* _TAREAS PENDIENTES_:
- a) ¿Puedes reescribir como una lista breve el párrafo del extracto sobre la calidad técnica de las leyes que empieza por "Quiero decir con todo lo anterior", conservando sus datos principales?
- b) ¿Puedes retomar el extracto sobre la calidad técnica de las leyes y continuarlo con un párrafo más a partir de su última frase?

* _EXTRACTO_:
Quiero decir con todo lo anterior que es preciso volver a dotar a la norma del rigor técnico que había tenido antaño y dejar que su elaboración, al menos en sus tramos iniciales de borrador y anteproyecto se encomiende a los técnicos, a los especialistas que verdaderamente conozcan en profundidad la institución que la reforma pretenda abordar y los pros y contras de una modificación precipitada. Para eso tenemos la Real Academia de Legislación y Jurisprudencia, para eso la Comisión General de Codificación. Y, por favor, que los políticos “metan la mano” –permítaseme por gráfica la expresión-, lo menos posible: ya sabemos que la política del “do ut des” de las enmiendas transaccionales en poco contribuye a la calidad técnica de la norma sino más bien todo lo contrario. Si no cambiamos el rumbo en el sentido indicado volveremos a presenciar el bochornoso espectáculo de la Ley Concursal que, publicada inicialmente el 9 de Julio de 2003, ha sido sucesivamente reformada por RD de 27/3/2009, Ley de 3/11/2009 y Ley de 10/10/2010. Ello por fuerza hace que nos acordemos de la vieja Ley de Suspensión de Pagos que mantuvo su vigencia hasta el 2003, ¡desde 1922!

* _REGISTROS DE DATOS_:
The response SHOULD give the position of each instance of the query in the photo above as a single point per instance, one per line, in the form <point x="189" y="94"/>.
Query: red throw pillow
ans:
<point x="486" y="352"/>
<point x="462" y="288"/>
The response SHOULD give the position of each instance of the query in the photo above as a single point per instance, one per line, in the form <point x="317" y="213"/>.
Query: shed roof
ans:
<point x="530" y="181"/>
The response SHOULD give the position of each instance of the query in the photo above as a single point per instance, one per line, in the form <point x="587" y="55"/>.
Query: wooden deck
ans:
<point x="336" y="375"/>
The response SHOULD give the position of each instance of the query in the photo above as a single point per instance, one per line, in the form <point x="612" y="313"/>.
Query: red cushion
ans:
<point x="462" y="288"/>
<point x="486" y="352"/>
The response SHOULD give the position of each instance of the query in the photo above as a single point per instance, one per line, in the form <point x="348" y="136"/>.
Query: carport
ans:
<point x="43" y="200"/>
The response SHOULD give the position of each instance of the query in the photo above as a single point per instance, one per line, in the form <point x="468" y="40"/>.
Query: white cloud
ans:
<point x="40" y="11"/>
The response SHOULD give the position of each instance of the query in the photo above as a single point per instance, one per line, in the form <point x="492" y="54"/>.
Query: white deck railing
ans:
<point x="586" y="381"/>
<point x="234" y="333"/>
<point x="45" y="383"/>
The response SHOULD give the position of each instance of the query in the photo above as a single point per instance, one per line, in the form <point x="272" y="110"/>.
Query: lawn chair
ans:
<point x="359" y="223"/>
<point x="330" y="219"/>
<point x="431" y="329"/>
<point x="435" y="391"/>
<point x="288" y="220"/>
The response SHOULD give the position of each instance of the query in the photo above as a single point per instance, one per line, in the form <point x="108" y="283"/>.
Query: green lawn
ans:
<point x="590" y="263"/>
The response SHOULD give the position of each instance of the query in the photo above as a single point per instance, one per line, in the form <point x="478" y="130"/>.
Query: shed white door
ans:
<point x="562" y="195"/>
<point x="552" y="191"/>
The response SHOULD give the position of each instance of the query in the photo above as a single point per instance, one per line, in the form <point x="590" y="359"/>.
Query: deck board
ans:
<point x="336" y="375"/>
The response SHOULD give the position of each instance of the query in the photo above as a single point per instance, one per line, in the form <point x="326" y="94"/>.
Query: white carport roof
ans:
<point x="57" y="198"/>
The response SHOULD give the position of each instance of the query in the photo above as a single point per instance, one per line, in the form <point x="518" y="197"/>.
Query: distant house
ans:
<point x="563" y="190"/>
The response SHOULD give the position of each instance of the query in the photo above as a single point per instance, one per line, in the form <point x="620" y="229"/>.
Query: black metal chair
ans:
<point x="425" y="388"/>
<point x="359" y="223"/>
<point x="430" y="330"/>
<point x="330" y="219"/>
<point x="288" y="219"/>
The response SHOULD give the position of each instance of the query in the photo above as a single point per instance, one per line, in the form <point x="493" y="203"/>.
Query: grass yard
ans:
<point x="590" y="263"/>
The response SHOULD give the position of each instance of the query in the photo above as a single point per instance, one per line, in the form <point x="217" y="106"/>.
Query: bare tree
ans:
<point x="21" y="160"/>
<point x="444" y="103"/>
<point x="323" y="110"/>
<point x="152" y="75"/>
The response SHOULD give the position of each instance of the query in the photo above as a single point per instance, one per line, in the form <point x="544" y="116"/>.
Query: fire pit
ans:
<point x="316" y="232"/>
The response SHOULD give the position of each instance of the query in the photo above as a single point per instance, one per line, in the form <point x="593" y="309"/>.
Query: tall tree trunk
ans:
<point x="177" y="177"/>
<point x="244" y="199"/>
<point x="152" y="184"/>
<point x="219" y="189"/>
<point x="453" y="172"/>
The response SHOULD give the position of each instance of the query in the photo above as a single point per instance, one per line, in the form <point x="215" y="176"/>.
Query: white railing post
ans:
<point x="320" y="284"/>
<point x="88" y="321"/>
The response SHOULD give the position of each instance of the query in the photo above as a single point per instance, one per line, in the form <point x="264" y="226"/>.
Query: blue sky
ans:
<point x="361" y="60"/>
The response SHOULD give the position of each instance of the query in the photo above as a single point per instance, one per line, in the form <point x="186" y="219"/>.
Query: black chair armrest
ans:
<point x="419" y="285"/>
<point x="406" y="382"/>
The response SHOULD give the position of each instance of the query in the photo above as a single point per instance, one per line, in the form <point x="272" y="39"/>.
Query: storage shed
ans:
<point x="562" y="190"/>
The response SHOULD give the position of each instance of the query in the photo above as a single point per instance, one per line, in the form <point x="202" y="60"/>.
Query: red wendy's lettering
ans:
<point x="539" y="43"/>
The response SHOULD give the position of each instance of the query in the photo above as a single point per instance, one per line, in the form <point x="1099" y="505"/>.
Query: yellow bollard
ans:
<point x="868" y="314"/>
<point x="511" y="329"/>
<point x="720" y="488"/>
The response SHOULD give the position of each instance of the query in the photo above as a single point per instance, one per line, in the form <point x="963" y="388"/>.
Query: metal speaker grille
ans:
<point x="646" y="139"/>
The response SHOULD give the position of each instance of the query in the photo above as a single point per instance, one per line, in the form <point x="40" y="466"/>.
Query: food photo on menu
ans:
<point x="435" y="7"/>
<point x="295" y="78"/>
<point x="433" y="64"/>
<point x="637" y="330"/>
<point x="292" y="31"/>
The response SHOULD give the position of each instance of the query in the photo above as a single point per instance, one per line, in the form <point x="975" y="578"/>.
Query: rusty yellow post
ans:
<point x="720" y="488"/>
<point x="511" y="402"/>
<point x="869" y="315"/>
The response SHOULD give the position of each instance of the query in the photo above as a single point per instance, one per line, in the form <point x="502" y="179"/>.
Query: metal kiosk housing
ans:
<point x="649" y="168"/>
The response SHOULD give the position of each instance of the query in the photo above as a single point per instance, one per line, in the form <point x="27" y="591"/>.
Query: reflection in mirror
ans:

* _SOLUCIONES_:
- a)
- Hay que devolver a la norma el rigor técnico que tuvo antaño.
- Al menos el borrador y el anteproyecto deben encargarse a técnicos y especialistas que conozcan a fondo la institución que se quiere reformar y los pros y contras de una modificación precipitada.
- Para eso existen la Real Academia de Legislación y Jurisprudencia y la Comisión General de Codificación.
- Los políticos deben intervenir lo menos posible, porque las enmiendas transaccionales del "do ut des" perjudican la calidad técnica de la norma.
- Si no se cambia el rumbo, se repetirá lo ocurrido con la Ley Concursal: publicada el 9 de julio de 2003, fue reformada por el RD de 27/3/2009, la Ley de 3/11/2009 y la Ley de 10/10/2010.
- En cambio, la vieja Ley de Suspensión de Pagos estuvo vigente desde 1922 hasta 2003.

- b)
 

Concluyo con una anécdota que creo resume todo lo anterior. Un amigo mío preguntaba hace pocos meses a un alto cargo del Ministerio de Justicia cómo se explicaba que hubiese en España más de doscientos Registros vacantes y que la convocatoria de plazas de la oposición nunca superara el número de cincuenta, con lo cual era difícilmente previsible que dichas oficinas estuvieran debidamente cubiertas en un plazo de tiempo razonable, resintiéndose la correcta prestación del servicio público y cuando, además, en la historia reciente de la oposición ha habido convocatorias muy superiores en cuanto a número de plazas. El alto cargo respondió: “Es que el art.º 277 de la Ley Hipotecaria establece un tope máximo de 50 plazas y sería preciso modificarlo para ampliar la convocatoria”. Mi amigo se dirigió a su interlocutor de la siguiente guisa: ¿me permite Vd. una impertinencia? Con su consentimiento, leyó el art.º 279 de la propia Ley, cuyo párrafo primero, también “formalmente” vigente, dispone: ”Para ser nombrado Registrador se requiere: Ser español, varón y mayor de veintitrés años.” Sin comentarios.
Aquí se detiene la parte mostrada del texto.